**Excerpted text**
========================
Hacker News new | ask | show | jobs
by refactor_master 1828 days ago
What are some ways to deal with large volumes of variable-length timeseries for real-time predictions? The best solutions I've tried myself all hinge on windowed-feature extraction or LSTMs. It generally works, but starts to fall apart when you're squeezed for data.

It seems that almost everywhere you look, every example has just one timeseries that needs to be dealt with. However, since the methods are much more "statistical" in nature, they can actually make meaningful predictions on a single sample.

3 comments

I would say manual feature extraction? Your custom extraction could reduce the variable lengths to a uniform dimension (same number of features for every input), which can then be used by almost any algorithm.

These automatic extractions are very statistical in nature indeed, but for some datasets domain insights are more valuable and give more usable features (in my opinion). I found quite some datasets where manual features + gradient boosted trees give better results then automated statistical methods. Often combinations give better results :)
========================
**Work item**
In the Hacker News thread, which two approaches does the original poster say their best solutions so far have relied on?

**Recorded data**
========================
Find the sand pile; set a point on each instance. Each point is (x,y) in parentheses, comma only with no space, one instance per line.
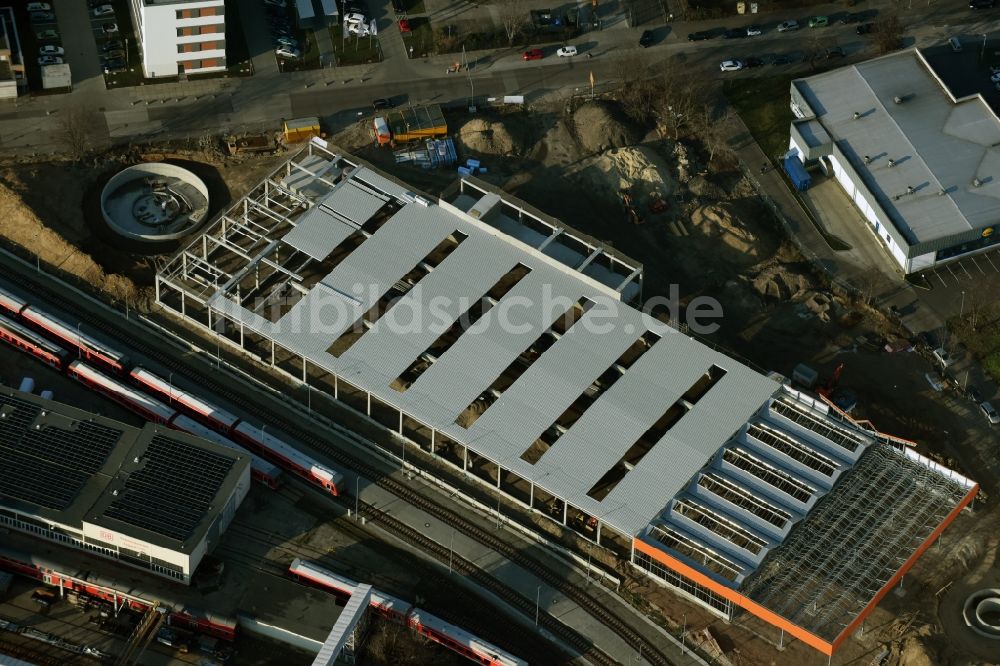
(600,127)
(718,222)
(489,137)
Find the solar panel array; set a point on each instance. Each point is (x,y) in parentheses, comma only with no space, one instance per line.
(173,490)
(49,465)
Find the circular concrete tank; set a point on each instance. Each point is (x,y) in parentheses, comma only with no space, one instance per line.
(982,613)
(154,201)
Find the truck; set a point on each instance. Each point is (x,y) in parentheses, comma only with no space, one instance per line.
(797,173)
(411,123)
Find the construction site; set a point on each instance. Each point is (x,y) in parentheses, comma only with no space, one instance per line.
(614,191)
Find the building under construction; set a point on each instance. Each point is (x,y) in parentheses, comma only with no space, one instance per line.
(504,342)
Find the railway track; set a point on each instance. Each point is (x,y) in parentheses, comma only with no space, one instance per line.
(556,579)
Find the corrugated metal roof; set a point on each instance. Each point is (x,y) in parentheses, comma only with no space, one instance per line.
(937,145)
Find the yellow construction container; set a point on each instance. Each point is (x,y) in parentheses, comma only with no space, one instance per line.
(300,129)
(414,123)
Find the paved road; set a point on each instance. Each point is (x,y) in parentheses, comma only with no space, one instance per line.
(267,97)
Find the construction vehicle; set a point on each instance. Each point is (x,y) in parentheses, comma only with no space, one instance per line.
(412,123)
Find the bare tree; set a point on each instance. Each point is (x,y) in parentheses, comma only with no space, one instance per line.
(513,17)
(73,132)
(888,32)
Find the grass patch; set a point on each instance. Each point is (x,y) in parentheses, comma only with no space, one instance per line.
(763,103)
(421,37)
(978,328)
(355,50)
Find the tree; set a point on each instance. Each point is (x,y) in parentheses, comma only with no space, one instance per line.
(888,32)
(513,18)
(73,132)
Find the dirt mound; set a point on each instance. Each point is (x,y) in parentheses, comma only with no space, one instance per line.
(718,221)
(489,137)
(782,283)
(601,126)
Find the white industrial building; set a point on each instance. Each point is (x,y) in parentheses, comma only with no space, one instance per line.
(502,341)
(180,36)
(151,497)
(922,166)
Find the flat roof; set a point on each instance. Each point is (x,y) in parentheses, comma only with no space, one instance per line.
(71,466)
(940,147)
(587,363)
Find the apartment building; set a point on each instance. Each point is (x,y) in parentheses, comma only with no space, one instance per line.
(181,36)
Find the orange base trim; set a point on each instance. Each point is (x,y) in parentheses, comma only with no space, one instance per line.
(732,595)
(867,610)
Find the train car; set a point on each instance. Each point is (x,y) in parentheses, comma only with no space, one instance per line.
(150,408)
(216,417)
(27,340)
(10,303)
(459,640)
(260,469)
(259,441)
(88,347)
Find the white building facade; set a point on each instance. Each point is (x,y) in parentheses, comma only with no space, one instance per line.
(181,36)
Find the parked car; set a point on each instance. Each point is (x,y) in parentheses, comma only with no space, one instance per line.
(943,357)
(113,66)
(990,413)
(934,382)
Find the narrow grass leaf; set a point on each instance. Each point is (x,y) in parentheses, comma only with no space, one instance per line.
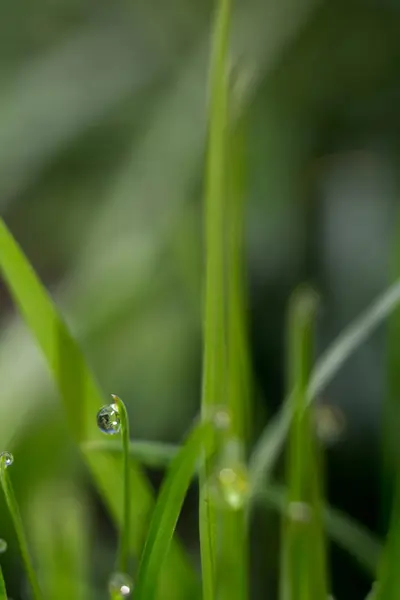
(214,360)
(168,507)
(15,514)
(3,592)
(349,535)
(303,563)
(58,522)
(271,441)
(81,399)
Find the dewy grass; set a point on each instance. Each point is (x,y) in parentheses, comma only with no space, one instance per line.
(168,506)
(5,462)
(214,356)
(81,399)
(3,591)
(303,564)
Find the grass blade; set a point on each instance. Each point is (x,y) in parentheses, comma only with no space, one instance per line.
(303,562)
(3,591)
(13,508)
(352,537)
(168,507)
(271,441)
(157,455)
(58,521)
(214,318)
(81,399)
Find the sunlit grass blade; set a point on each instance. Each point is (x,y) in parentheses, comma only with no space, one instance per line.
(303,566)
(352,537)
(271,441)
(233,553)
(15,514)
(3,591)
(168,507)
(59,527)
(81,399)
(214,358)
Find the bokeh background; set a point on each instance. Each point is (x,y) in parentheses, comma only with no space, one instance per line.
(102,136)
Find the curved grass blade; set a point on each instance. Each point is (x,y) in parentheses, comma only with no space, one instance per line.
(168,507)
(58,524)
(303,558)
(81,400)
(13,508)
(360,543)
(271,442)
(214,359)
(344,531)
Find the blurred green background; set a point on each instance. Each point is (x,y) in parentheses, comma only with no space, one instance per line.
(102,132)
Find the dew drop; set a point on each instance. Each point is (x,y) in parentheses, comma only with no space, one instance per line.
(109,420)
(120,585)
(230,482)
(6,459)
(234,486)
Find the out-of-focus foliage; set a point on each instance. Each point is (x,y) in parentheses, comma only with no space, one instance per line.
(102,132)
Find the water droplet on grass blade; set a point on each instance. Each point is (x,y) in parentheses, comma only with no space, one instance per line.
(6,459)
(230,481)
(109,419)
(120,585)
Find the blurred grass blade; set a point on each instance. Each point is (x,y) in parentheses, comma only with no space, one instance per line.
(168,508)
(346,533)
(214,359)
(271,441)
(59,526)
(156,455)
(233,554)
(15,514)
(3,592)
(303,562)
(81,398)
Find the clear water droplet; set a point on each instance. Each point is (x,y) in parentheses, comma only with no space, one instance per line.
(6,459)
(120,585)
(230,484)
(109,419)
(300,512)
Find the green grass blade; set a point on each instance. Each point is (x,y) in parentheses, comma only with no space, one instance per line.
(214,318)
(3,591)
(352,537)
(58,522)
(81,400)
(157,455)
(13,508)
(303,562)
(271,441)
(168,507)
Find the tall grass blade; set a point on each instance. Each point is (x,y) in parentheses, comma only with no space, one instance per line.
(168,507)
(3,591)
(271,441)
(58,522)
(214,359)
(303,563)
(81,400)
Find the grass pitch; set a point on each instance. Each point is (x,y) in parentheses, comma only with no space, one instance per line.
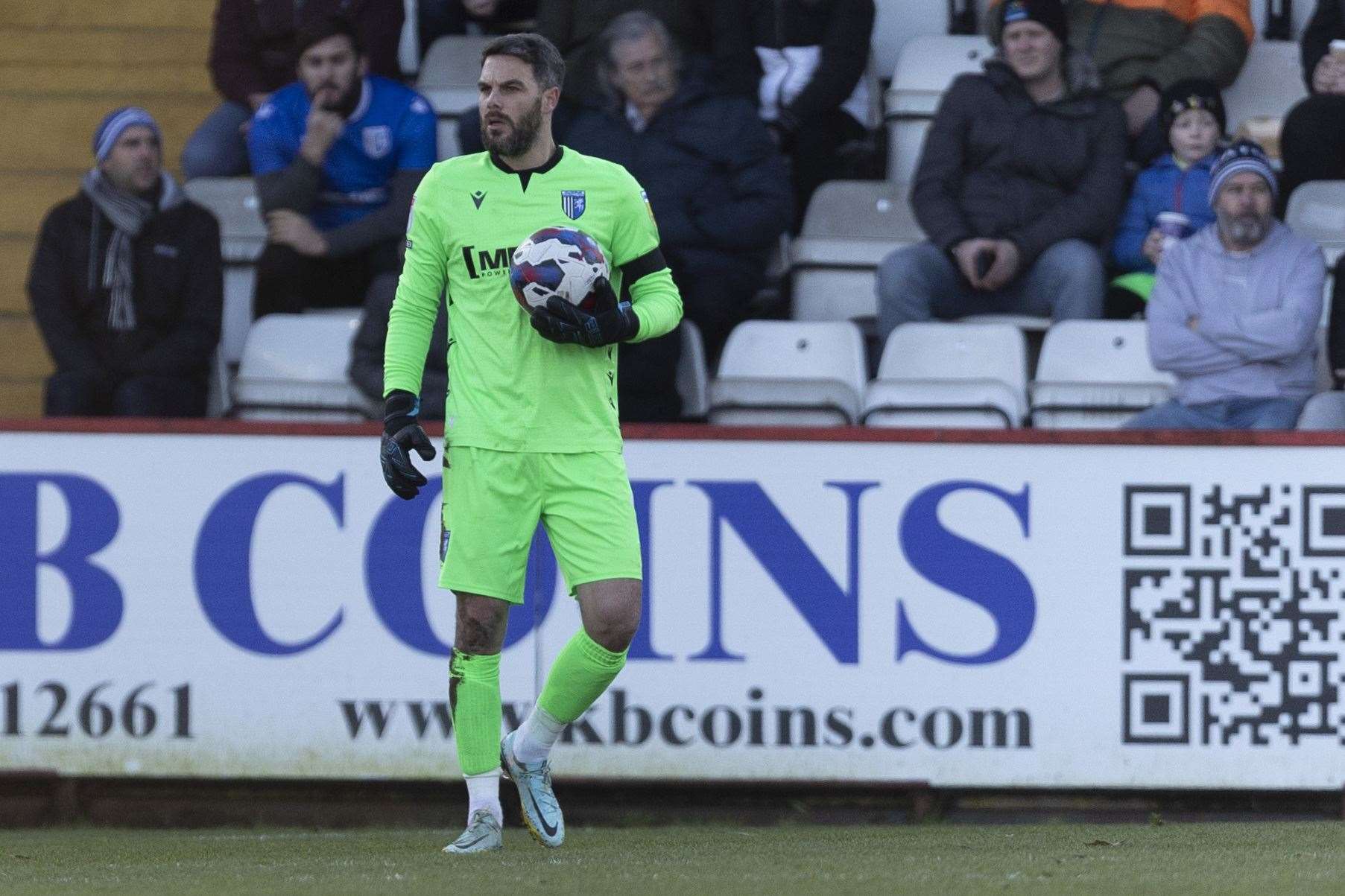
(1259,857)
========================
**Output of the exercise**
Windowed-feature extraction or LSTMs.